### [Exercise description]
Restate the passage of the post about the downtown school meeting that begins at the words "I want to go" and ends after "them getting screwed).", substituting "pointless exercise" for "frustrating exercise".

Seattle Public Schools is inviting the public to attend a conversational meeting regarding the possibility of creating a K-5 elementary school in downtown Seattle. After the meeting, at about 7:15 p.m., attendees can take a tour of the nearby Federal Reserve Bank building, a potential location for a downtown school.

When: 6 p.m., Monday, July 28

Where: Seattle Central Library in the Microsoft Auditorium, 1000 4th Avenue, Seattle

What
: A short presentation on what a downtown school might entail, followed by an informal Q&A with Seattle Public Schools staff.

Seattle Public Schools enrollment is growing, with an additional 10,000 students expected over the next decade. The District has seen an increase of families in the Downtown area, and voters in 2013 approved the Building Excellence (BEX) capital levy, which included $5 million to begin planning for a downtown school. The District is awaiting information regarding the Federal Reserve Building as a possible location for a downtown school.

A tour?  This is an unusual step for the district.  (Also, I have never heard the district say they expected to keep up the 1,000/per year rate of growth before.) 


A "conversational" meeting?  That involves talking so I would expect the majority of the meeting to be a conversation and not a presentation. 

Comments

Anonymous said…
Gah. High school seats. We need high school seats. Not k-5 seats in an area that has 200 extra ones a mile away.

I want to go to the meeting, but if the fix is already in I fear it would just be another frustrating exercise in watching the district shoot itself in the foot and 3 years later exclaim in surprise that they have a problem (which can miraculously only be solved by two groups duking it out in public, and one of them getting screwed).

-sleeper
Just Saying said…
Who decided that the Fed. Bld. should be K-5? We need a high school in that area.
Just Saying said…
Sleeper,

I suspect the two groups duking it out would involve the city and SPS, and SPS would get screwed.

I'm watching the city foist Preschool for all on the district, and the district doesn't seem to have the ability to advocate for the school district.
Anonymous said…
FACMAC has worked diligently over the last 3 years studying and working the facilities capacity shortage crisis. Not BEX oversight committee (they just consider construction questions), not the Board (they provide governance to the staff for the things that staff puts before them), not anyone else. FACMAC looked at the enrollment trends and geographic distribution, utilizations of existing facilities, and the need for where and what kind of facilities are needed and with what relative priorities.

The FACMAC crew has been on duty longer than the soon to be former super, his henchmen/gals, including Flip and Ken Gotsch and now Richard Best, plus Tolley and Heath (in their current JSCEE roles). Seems like them getting cut out of this loop is ...deliberate?

### [Records provided]

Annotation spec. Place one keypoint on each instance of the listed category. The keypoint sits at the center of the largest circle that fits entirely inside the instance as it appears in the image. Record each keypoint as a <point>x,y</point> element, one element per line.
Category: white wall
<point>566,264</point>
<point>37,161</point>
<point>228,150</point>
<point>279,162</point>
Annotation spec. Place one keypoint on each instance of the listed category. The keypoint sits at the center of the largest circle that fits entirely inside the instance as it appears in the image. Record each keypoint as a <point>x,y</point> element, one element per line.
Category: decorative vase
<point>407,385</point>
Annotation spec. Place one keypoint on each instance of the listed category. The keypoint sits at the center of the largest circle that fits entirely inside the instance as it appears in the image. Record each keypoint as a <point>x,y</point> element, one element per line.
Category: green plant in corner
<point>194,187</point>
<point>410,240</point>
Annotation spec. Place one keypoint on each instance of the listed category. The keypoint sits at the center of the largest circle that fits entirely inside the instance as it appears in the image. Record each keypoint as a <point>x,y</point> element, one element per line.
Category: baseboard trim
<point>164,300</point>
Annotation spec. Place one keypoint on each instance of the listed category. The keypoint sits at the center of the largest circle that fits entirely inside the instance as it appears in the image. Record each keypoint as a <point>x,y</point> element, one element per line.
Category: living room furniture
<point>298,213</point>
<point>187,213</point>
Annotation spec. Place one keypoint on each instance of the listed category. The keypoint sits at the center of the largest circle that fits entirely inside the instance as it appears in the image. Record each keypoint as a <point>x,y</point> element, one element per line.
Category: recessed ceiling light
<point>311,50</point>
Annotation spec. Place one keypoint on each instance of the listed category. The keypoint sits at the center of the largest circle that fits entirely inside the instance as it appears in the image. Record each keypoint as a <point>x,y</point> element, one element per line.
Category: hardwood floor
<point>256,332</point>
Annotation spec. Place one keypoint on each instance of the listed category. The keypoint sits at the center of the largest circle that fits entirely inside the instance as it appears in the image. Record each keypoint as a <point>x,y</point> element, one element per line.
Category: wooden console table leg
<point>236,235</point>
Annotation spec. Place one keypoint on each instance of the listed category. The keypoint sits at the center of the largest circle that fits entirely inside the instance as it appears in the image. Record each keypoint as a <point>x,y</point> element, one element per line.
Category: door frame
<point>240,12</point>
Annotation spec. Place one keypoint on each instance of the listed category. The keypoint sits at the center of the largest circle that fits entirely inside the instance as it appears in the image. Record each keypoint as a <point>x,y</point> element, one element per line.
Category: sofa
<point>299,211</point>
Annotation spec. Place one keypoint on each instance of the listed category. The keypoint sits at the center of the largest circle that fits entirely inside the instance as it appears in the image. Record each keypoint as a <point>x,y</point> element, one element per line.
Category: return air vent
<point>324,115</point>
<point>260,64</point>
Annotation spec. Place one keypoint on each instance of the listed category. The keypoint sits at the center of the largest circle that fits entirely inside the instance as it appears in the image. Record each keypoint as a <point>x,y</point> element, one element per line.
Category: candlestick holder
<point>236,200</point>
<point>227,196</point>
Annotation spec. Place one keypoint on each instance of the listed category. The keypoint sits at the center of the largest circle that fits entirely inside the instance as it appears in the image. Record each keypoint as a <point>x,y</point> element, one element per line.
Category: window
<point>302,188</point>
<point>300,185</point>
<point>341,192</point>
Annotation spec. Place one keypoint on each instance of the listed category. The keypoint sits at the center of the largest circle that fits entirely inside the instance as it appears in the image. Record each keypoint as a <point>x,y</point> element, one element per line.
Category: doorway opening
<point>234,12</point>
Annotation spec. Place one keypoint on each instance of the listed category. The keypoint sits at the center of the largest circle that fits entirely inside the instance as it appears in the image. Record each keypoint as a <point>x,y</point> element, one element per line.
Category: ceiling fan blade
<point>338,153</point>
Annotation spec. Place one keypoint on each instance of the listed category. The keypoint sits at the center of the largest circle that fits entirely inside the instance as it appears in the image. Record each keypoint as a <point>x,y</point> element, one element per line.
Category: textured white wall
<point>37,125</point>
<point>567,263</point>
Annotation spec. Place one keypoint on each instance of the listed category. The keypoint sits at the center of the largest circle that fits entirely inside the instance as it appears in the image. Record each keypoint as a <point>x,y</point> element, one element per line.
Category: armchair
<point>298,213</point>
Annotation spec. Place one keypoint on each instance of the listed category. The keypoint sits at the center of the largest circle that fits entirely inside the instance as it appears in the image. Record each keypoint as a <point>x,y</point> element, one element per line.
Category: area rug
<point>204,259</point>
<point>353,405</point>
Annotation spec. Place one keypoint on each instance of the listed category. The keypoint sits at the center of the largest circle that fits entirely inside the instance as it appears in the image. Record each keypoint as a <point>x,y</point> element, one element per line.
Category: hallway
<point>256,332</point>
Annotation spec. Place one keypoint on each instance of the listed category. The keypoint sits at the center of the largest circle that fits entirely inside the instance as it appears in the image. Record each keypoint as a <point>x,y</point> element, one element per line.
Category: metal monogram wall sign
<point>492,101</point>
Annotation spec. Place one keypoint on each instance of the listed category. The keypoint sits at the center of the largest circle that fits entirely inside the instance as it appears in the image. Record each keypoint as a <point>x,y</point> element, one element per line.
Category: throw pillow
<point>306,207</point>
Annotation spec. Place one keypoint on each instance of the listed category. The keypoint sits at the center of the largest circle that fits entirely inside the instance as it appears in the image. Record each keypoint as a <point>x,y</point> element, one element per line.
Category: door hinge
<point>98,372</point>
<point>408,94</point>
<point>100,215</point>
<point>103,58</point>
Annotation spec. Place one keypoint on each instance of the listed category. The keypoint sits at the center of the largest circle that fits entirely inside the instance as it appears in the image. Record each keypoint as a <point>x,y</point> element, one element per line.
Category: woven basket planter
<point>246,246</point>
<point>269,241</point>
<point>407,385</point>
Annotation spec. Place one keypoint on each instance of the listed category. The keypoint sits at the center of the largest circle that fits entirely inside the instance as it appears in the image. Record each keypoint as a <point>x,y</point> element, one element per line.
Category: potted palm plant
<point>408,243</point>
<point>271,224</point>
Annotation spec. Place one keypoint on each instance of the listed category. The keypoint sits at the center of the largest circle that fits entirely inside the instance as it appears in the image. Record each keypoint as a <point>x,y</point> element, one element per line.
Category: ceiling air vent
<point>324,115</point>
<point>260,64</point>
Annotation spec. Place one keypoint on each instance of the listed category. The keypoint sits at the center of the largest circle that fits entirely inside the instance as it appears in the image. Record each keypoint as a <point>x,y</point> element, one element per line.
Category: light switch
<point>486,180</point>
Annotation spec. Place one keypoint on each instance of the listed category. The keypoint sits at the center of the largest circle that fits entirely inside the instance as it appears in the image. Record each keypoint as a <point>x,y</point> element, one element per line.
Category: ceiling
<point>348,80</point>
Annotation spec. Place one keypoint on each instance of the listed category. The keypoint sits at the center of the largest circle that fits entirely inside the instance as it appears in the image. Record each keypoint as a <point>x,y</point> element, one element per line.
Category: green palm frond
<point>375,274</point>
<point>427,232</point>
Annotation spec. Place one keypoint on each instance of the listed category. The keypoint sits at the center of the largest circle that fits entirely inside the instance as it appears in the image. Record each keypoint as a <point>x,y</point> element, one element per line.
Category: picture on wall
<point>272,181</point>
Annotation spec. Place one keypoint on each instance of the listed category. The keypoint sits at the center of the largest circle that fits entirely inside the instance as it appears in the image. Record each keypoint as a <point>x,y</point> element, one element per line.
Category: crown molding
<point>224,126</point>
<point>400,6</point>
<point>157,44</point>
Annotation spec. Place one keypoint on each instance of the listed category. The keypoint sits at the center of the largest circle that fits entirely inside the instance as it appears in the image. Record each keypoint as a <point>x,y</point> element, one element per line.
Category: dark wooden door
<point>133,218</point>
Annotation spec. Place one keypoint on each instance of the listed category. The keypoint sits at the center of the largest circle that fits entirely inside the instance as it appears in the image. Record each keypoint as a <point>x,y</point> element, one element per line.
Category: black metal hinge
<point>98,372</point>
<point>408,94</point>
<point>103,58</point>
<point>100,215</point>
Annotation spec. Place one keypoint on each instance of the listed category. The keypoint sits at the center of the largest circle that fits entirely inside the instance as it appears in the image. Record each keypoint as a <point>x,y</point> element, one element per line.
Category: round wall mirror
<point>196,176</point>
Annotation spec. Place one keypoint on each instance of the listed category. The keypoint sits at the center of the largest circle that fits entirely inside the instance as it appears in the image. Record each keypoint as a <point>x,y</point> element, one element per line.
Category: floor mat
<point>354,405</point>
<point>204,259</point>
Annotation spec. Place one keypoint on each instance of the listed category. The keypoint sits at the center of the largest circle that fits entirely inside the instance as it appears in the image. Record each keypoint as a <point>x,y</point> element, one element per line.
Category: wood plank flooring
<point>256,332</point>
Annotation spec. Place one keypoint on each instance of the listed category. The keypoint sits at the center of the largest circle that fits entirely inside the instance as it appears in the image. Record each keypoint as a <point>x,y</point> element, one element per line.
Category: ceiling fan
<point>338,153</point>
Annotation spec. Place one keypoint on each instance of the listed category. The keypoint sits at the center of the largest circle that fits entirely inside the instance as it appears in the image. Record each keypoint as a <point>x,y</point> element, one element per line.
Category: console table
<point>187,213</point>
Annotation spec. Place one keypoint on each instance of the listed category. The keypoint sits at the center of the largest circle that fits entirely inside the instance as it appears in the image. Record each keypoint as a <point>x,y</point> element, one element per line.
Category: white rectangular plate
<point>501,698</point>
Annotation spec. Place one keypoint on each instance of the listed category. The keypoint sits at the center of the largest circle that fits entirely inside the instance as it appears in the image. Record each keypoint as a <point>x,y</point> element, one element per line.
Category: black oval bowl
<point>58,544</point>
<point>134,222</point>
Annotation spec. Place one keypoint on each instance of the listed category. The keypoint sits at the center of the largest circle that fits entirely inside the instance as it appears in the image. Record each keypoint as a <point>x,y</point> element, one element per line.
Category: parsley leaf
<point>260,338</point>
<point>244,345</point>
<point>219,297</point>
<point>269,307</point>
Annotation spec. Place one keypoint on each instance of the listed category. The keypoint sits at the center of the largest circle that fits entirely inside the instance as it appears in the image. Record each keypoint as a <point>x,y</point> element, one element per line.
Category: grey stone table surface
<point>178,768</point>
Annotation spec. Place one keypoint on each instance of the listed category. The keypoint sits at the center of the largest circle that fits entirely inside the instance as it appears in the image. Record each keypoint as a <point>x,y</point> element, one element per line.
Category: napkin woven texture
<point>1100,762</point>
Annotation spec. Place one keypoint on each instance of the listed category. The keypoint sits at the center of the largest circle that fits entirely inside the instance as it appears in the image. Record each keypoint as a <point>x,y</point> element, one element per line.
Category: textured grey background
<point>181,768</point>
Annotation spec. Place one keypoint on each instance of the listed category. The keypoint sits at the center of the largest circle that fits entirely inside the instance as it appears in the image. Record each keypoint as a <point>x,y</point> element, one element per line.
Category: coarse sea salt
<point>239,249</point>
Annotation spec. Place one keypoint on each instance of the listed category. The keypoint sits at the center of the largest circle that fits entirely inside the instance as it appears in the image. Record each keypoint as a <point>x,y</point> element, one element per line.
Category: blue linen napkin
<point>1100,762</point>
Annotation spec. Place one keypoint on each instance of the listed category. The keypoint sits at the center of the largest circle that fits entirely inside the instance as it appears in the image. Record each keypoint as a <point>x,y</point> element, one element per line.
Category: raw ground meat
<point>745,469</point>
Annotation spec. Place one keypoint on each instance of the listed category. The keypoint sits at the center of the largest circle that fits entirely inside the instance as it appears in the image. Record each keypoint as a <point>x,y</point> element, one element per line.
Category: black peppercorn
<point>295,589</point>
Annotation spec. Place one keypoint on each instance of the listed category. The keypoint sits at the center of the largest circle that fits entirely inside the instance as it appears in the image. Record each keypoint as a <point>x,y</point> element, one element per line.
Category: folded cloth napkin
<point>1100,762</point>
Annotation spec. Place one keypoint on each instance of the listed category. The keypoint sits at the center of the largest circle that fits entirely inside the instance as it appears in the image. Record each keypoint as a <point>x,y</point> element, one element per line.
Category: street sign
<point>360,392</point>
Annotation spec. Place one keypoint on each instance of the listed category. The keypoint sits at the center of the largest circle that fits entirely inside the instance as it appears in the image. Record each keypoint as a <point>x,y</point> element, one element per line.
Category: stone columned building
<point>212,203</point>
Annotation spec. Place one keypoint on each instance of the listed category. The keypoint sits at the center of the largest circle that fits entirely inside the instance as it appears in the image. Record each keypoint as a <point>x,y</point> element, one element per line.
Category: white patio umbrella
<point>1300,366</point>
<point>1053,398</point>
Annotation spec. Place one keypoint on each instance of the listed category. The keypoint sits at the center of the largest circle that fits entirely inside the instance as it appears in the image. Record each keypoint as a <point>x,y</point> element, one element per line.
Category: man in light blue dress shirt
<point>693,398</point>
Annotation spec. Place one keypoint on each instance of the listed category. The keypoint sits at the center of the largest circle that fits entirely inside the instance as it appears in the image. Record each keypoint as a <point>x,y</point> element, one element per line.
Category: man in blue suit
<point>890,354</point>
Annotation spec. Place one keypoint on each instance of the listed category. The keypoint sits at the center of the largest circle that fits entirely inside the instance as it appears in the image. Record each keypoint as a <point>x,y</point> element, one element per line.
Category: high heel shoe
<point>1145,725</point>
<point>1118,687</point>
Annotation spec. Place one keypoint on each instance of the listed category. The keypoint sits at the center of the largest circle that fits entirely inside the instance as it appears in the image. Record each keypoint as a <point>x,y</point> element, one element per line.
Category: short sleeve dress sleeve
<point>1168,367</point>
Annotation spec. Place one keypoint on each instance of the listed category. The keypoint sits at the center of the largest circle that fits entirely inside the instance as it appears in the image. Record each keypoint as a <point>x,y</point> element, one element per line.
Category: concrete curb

### [Output for this task]
I want to go to the meeting, but if the fix is already in I fear it would just be another pointless exercise in watching the district shoot itself in the foot and 3 years later exclaim in surprise that they have a problem (which can miraculously only be solved by two groups duking it out in public, and one of them getting screwed).